● **本文抜粋**:
カトリーヌ・ヴィトール・ド・ヴァンダン/著、土居佳代子/訳 原書房 2021年発行

人権の歴史 より

人権は時を超えるものとしてイメージされるべきではない。それは政治的・哲学的思想のゆっくりとした成熟ののちに、ある時期、ある場所、すなわち17世紀と18世紀ヨーロッパで姿を現わした。
1789年にフランスでおごそかに宣言され、その後徐々に法文に組み込まれた「人間と市民の権利宣言」も同様に社会の精神構造と慣行に根づいたものである。こうした具体化は民主主義体制の定着と強化をともなった。だがこの具体化が不完全で、さらには脆弱であったことは、20世紀前半の、独裁への回帰や、全体主義あるいは第2次世界大戦の残虐性の経験が示すとおりである。

死刑――世界中での廃止に向けて?

死刑の廃止は、おもにヨーロッパで現実となった。1948年には8ヵ国だけだったのが、戦後から国連加盟国198国中142ヵ国と一気に増えて、法律上あるいは事実上の死刑廃止国となった。欧州人権条約は1950年にはこれに言及していないが、その後、第6追加議定書(1983年、平和時の死刑禁止)第13追加議定書(2002年、戦時の禁止)が46ヵ国に批准された。

いまだに対照的な状況

ヨーロッパ(ベラルーシを除いて)はいまや死刑のない地域となっている。欧州人権裁判所判例のなかで、生命の権利の名においてそれを留意し、国際刑事裁判所の法規はもっとも重い罪(集団大虐殺(ジェノサイド)や人道に対する罪)にかんしても死刑を定めていない。フランスでは、1981年の廃止の後、2007年に憲法に「あらゆる状況における」死刑禁止を組み入れた。2001年以降テロリズムによって、拷問に対する議論がふたたび舞台に上がったが。極刑については同じことにはならなかった。死刑による抑止効果はないという多くの研究が一致をみ、優位を占めた。

● **データ抜粋**:
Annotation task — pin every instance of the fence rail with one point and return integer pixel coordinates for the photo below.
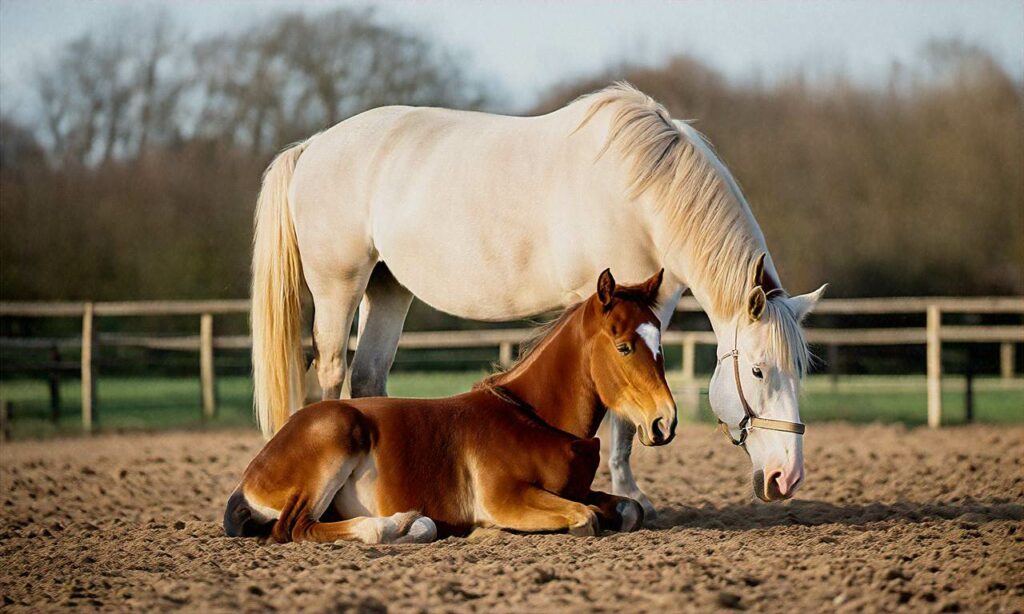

● **練習問題**:
a) 本文抜粋によると、フランスが「あらゆる状況における」死刑禁止を憲法に組み入れたのは何年か。
b) 本文抜粋から、「カトリーヌ・ヴィトール・ド・ヴァンダン/著、土居佳代子/訳 原書房 2021年発行」で始まり「止)が46ヵ国に批准された。」まで続く部分を書き写せ。
データ抜粋の各行は、ここでは何の役割も持たない。

● **解答一覧**:
a) 2007年である。

b)
カトリーヌ・ヴィトール・ド・ヴァンダン/著、土居佳代子/訳 原書房 2021年発行

人権の歴史 より

人権は時を超えるものとしてイメージされるべきではない。それは政治的・哲学的思想のゆっくりとした成熟ののちに、ある時期、ある場所、すなわち17世紀と18世紀ヨーロッパで姿を現わした。
1789年にフランスでおごそかに宣言され、その後徐々に法文に組み込まれた「人間と市民の権利宣言」も同様に社会の精神構造と慣行に根づいたものである。こうした具体化は民主主義体制の定着と強化をともなった。だがこの具体化が不完全で、さらには脆弱であったことは、20世紀前半の、独裁への回帰や、全体主義あるいは第2次世界大戦の残虐性の経験が示すとおりである。

死刑――世界中での廃止に向けて?

死刑の廃止は、おもにヨーロッパで現実となった。1948年には8ヵ国だけだったのが、戦後から国連加盟国198国中142ヵ国と一気に増えて、法律上あるいは事実上の死刑廃止国となった。欧州人権条約は1950年にはこれに言及していないが、その後、第6追加議定書(1983年、平和時の死刑禁止)第13追加議定書(2002年、戦時の禁止)が46ヵ国に批准された。